→ Actions to take:
**A)** Return a verbatim section of the Stack Exchange passage below, starting at "On the [home" and ending at "to draw conclusions.".
**B)** Answer these questions using the Stack Exchange passage below:
(i) Which of the listed Stack Exchange websites is described as a statistics site?
(ii) Which site does the help center name for requests of datasets?
(iii) How many main sections does the DSSE home page have?

→ Text to read:
To maintain quality, Stack Exchange has implemented a reputation award system for its questions and answers. Each post is subject to upvotes and downvotes, making it easy to identify high-quality content.

If we are new to Stack Overflow or any other Stack Exchange website, we can take a [tour](https://stackexchange.com/tour) to get a better understanding of the platform.

Several Stack Exchange websites are relevant to our project, including:

- [Data Science](https://datascience.stackexchange.com/)
- [Cross Validated](https://stats.stackexchange.com/), a statistics site
- [Artificial Intelligence](https://ai.stackexchange.com/)
- [Mathematics](https://math.stackexchange.com/)
- [Stack Overflow](https://stackoverflow.com/)

For those interested in including Data Engineering, additional sites to consider are:

- [Database Administrators](https://dba.stackexchange.com/)
- [Unix & Linux](https://unix.stackexchange.com/)
- [Software Engineering](https://softwareengineering.stackexchange.com/)

By accessing the link in the image shared above, we can view a comprehensive list of Stack Exchange websites sorted by the percentage of answered questions. At the time of this writing, Data Science Stack Exchange (DSSE) is among the bottom 10 sites based on this metric.

Despite having a lower percentage of answered questions, DSSE's dedicated focus on data science makes it an ideal candidate for investigation in this project. This will be the primary focus of our project, which marks our first off-Dataquest task.

## Data Science Stack Exchange

If we haven't checked out a Stack Exchange website yet, let's take some time to give one a spin. We can try answering a few questions in a markdown cell, to get the hang of it.

### What kind of questions are welcome on this site?

On the Questions section of DSSE's [help center](https://datascience.stackexchange.com/help/asking), it is advised to:

- Avoid subjective questions
- Ask practical, data science-related questions instead of theoretical ones
- Ask specific questions that are relevant to others

By following these guidelines, you can make your questions more helpful to others.

Additionally, the help center mentions two additional relevant sites:

- [Open Data](https://opendata.stackexchange.com/help/on-topic) (for requests of datasets)
- [Computational Science](https://scicomp.stackexchange.com/help/on-topic) (for information on software packages and algorithms in applied mathematics)

### What, other than questions, does DSSE's home subdivide into?

On the [home page](https://datascience.stackexchange.com/), there are five main sections:

1. [Questions](https://datascience.stackexchange.com/questions): A list of all questions asked
2. [Tags](https://datascience.stackexchange.com/tags): Keywords or labels that categorize questions
3. [Users](https://datascience.stackexchange.com/users): A list of all users
4. [Companies](https://stackoverflow.com/jobs/companies): A directory of tech companies and their open job listings on Stack Overflow Jobs.
5. [Unanswered](https://datascience.stackexchange.com/unanswered): A list of unanswered questions

The Stack Exchange tagging system is useful for our problem as it allows us to see how many questions are asked about each subject.

Another interesting fact about Stack Exchange sites is that they are heavily moderated by the community, giving us confidence in using the tagging system to draw conclusions.

### What information is available in each post?

→ Extracted material:

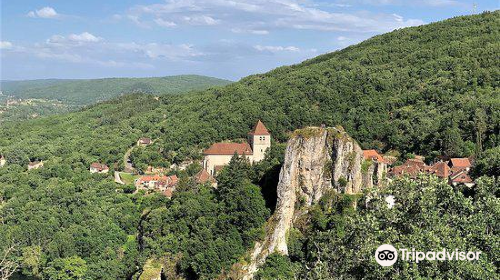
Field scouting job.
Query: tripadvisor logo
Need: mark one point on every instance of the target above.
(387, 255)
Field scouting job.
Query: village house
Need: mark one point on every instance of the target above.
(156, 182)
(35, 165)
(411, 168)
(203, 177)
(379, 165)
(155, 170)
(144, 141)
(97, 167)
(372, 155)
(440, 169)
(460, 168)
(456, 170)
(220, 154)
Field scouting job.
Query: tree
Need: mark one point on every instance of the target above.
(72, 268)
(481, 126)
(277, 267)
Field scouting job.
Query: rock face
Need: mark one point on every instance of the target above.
--
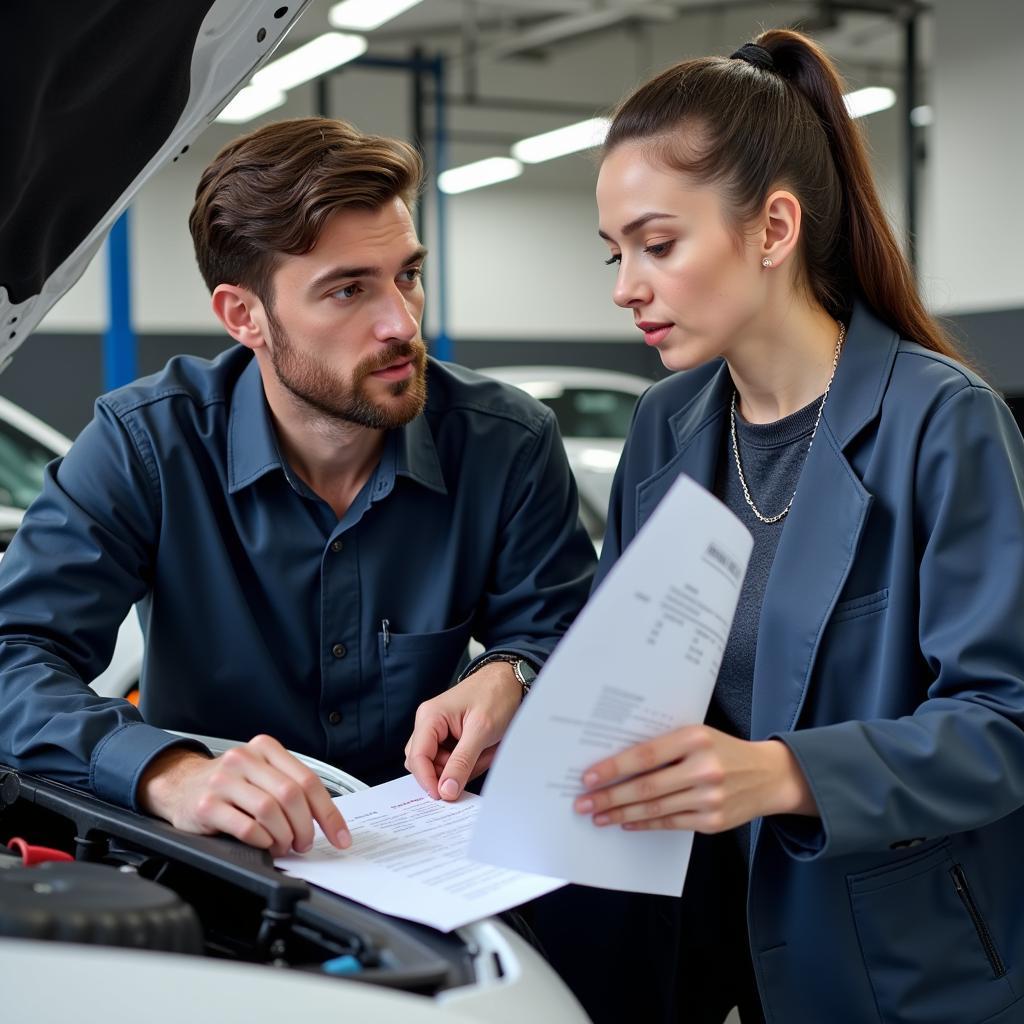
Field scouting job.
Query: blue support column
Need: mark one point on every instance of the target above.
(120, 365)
...
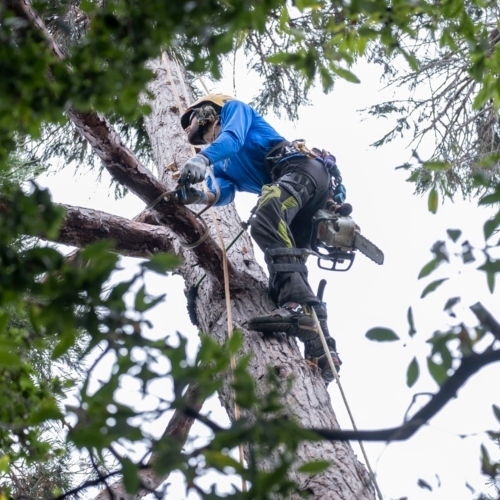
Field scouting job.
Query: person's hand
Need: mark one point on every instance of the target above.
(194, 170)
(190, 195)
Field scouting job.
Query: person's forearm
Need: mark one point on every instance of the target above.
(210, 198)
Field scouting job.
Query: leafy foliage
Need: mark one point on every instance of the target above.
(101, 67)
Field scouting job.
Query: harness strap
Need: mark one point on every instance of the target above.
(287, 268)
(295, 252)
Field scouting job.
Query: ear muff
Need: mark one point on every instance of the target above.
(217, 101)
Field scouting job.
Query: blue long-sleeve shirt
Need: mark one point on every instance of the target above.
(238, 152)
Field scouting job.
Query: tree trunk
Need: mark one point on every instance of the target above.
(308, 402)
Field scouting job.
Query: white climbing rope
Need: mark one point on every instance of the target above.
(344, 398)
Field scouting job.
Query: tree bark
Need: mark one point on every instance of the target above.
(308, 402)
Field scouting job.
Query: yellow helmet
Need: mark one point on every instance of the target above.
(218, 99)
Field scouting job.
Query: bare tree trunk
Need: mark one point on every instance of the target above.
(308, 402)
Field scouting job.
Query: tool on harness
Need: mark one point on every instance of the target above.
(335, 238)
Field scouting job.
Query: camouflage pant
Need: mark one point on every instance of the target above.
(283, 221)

→ Worked solutions:
**A)**
On the [home page](https://datascience.stackexchange.com/), there are five main sections:

1. [Questions](https://datascience.stackexchange.com/questions): A list of all questions asked
2. [Tags](https://datascience.stackexchange.com/tags): Keywords or labels that categorize questions
3. [Users](https://datascience.stackexchange.com/users): A list of all users
4. [Companies](https://stackoverflow.com/jobs/companies): A directory of tech companies and their open job listings on Stack Overflow Jobs.
5. [Unanswered](https://datascience.stackexchange.com/unanswered): A list of unanswered questions

The Stack Exchange tagging system is useful for our problem as it allows us to see how many questions are asked about each subject.

Another interesting fact about Stack Exchange sites is that they are heavily moderated by the community, giving us confidence in using the tagging system to draw conclusions.

**B)**
(i) Cross Validated
(ii) Open Data
(iii) Five